Reproduce the listing from the line with "of the small" to the line with "x=324, y=194", with "green grass" changed to "short grass" and nothing else altered. Return only those lines.

※ ※ ※

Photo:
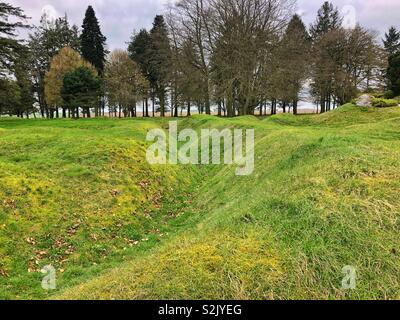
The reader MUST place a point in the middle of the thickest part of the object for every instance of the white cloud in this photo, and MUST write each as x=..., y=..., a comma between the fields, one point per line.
x=118, y=18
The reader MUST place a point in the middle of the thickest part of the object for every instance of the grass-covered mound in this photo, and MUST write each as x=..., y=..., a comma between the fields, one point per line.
x=324, y=195
x=78, y=195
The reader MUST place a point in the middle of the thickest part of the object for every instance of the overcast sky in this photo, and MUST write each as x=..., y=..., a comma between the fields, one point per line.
x=118, y=18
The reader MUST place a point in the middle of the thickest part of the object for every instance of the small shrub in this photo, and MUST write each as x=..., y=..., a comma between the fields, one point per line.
x=378, y=95
x=389, y=94
x=384, y=103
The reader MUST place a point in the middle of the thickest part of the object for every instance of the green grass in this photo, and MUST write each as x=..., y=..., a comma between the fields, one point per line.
x=324, y=194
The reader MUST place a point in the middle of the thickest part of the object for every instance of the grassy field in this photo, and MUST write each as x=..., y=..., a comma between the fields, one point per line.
x=80, y=195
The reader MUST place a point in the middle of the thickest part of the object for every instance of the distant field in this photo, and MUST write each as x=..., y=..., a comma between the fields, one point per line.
x=79, y=195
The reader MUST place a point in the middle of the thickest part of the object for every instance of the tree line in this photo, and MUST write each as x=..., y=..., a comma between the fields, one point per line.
x=232, y=57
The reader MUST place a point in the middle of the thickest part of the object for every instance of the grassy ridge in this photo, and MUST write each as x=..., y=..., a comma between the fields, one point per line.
x=78, y=195
x=324, y=195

※ ※ ※

-- THE OUTPUT --
The reader MUST place a point in the middle of the thickest part of the object for every instance of the small shrub in this photo, and MUST write each as x=..., y=..., a comma between the fields, one point per line.
x=378, y=95
x=389, y=94
x=384, y=103
The reader MUST place a point in the middle of the thickest part of the object for every instance of the short grass in this photo, and MUST write each as x=..., y=..., a comma between the fields, one point per line.
x=324, y=194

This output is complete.